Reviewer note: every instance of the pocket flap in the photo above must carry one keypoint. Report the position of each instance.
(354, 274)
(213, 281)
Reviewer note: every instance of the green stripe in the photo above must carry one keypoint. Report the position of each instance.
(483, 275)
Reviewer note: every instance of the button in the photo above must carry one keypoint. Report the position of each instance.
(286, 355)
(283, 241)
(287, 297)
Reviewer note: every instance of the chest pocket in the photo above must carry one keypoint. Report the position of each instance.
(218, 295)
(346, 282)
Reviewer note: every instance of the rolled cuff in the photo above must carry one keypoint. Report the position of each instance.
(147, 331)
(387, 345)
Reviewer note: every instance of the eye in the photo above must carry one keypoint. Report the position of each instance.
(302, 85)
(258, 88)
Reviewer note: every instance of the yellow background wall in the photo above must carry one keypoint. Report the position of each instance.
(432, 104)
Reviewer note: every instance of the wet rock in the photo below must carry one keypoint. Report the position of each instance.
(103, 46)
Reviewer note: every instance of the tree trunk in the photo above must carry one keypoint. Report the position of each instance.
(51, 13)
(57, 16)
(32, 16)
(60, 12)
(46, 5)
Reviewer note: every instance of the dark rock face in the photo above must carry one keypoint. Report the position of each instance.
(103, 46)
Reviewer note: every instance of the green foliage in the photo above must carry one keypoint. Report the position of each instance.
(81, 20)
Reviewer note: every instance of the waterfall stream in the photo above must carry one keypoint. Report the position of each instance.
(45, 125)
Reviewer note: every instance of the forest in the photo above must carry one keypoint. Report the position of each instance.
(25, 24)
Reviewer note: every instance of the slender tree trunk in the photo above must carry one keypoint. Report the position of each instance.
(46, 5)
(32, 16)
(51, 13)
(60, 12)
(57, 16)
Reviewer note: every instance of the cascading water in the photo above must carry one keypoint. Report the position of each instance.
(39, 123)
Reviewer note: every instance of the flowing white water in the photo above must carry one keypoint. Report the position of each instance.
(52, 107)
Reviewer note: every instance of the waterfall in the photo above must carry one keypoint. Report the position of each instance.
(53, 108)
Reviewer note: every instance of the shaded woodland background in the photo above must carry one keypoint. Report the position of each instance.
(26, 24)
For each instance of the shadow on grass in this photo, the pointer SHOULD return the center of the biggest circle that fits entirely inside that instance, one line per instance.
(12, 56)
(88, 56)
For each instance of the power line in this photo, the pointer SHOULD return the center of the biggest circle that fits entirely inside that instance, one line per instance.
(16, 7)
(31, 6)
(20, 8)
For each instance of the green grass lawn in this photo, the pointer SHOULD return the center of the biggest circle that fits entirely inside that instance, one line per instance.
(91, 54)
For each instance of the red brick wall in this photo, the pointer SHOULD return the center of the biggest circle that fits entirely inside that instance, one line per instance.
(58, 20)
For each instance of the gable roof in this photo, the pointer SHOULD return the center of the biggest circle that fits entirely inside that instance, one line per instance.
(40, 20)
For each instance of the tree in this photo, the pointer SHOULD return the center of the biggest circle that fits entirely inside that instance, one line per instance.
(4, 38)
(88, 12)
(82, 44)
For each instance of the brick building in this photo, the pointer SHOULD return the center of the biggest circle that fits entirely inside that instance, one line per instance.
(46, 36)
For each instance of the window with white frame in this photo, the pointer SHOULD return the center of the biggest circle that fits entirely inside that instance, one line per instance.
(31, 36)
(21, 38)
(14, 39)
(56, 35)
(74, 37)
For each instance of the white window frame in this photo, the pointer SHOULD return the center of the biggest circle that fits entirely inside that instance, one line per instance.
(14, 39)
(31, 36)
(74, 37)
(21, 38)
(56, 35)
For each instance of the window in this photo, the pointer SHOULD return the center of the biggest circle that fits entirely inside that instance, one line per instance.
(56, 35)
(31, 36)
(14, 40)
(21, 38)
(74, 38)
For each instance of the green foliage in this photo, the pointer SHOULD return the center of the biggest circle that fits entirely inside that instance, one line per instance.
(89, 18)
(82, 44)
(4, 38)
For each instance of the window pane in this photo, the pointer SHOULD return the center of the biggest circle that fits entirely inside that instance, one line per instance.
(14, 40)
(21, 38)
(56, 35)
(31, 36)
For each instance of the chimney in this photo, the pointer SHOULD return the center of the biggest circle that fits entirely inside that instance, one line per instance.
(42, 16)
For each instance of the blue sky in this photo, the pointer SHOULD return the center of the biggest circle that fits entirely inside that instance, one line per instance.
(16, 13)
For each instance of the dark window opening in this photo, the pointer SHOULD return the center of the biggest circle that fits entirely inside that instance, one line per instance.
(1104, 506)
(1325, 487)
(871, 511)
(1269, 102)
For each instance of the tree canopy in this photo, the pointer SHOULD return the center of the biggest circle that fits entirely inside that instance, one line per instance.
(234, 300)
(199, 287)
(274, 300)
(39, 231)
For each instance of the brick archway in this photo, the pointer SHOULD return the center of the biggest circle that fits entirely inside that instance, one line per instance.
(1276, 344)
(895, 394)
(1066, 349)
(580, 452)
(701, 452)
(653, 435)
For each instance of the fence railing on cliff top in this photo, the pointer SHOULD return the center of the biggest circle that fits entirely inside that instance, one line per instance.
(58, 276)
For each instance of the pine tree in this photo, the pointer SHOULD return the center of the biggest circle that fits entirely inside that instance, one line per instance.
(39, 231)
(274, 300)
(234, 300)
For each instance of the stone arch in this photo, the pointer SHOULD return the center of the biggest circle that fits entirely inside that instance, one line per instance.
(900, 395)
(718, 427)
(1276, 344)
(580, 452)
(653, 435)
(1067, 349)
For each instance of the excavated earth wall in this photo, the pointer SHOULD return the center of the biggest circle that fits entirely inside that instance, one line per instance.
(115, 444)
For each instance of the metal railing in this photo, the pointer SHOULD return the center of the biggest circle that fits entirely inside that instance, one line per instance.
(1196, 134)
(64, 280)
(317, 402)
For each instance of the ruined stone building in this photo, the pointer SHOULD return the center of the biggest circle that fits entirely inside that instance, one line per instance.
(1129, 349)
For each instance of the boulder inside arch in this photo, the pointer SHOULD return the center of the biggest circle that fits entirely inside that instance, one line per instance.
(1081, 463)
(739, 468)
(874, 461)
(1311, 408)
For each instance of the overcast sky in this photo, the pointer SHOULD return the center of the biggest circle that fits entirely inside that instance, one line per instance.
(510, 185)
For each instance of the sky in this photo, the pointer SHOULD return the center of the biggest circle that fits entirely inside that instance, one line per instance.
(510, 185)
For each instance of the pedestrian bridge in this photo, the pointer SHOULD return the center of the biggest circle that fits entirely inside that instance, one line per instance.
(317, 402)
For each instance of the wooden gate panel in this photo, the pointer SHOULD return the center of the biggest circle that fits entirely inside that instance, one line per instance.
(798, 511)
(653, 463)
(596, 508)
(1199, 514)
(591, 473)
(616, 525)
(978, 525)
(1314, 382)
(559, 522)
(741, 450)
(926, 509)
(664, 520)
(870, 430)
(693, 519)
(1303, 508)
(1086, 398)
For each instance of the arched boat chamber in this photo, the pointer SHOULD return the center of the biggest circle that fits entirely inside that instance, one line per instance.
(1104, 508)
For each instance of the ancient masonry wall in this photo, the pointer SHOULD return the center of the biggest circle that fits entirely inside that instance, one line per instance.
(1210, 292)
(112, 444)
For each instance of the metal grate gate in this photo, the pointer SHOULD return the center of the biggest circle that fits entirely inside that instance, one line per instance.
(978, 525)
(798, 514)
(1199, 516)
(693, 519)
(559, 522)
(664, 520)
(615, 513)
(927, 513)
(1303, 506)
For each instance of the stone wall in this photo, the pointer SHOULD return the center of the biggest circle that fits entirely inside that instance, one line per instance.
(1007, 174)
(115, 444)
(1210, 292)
--------------------
ABOUT THIS EXERCISE: Repeat the line containing "For each instance of the boulder" and all subsequent lines through the final line of the data, exactly and with no others.

ANSWER TO THE PROBLEM:
For each instance of the boulder inside arch in this photo, the pointer SHOULD return the center of the biggest circle that fits entirely inside that instance, one line per instance.
(1081, 463)
(739, 468)
(874, 461)
(1311, 408)
For each instance of the overcast sky in this photo, the pointer SHOULD return the center of the biggest circle that fits entirely inside that instance, one line per instance.
(510, 185)
For each instance of the sky in this photo, the pointer SHOULD return the center of the biggest circle that fits entirely inside that instance, one line per instance.
(510, 185)
For each instance of the pedestrian bridge in this photo, the pointer SHOULD return the center of the biggest circle that fits entirely inside that instance, one line per instance.
(317, 402)
For each instance of the wooden gate panel in this photo, the pointer SHOULD return the center of the biggest circle that fits entirely inside that instance, one line per instance.
(798, 511)
(653, 463)
(596, 508)
(1199, 514)
(591, 473)
(616, 525)
(978, 525)
(1314, 382)
(559, 522)
(741, 450)
(926, 509)
(664, 520)
(870, 430)
(693, 519)
(1303, 508)
(1086, 398)
For each instance of the arched boat chamber in this photo, the pointer SHOULD return the center of the biggest circle that fits entirely inside that instance, one line per instance.
(1104, 508)
For each instance of the ancient masonry wall in this photo, the pointer SHOULD return the center of the biggest circle that fits entirely inside that instance, one line per instance.
(1210, 292)
(112, 444)
For each instance of the metal grate gate in this photo, the pointer SHOULD return the center of the biggest circle that fits entirely inside that instance, one line per instance.
(978, 525)
(798, 514)
(1199, 516)
(693, 519)
(559, 522)
(664, 520)
(615, 513)
(927, 513)
(1303, 506)
For each instance of the stone wall in this photo, the pointer SHOULD return the center of the biggest circle that fits entirely inside that instance, one line per instance.
(1007, 174)
(115, 444)
(1210, 292)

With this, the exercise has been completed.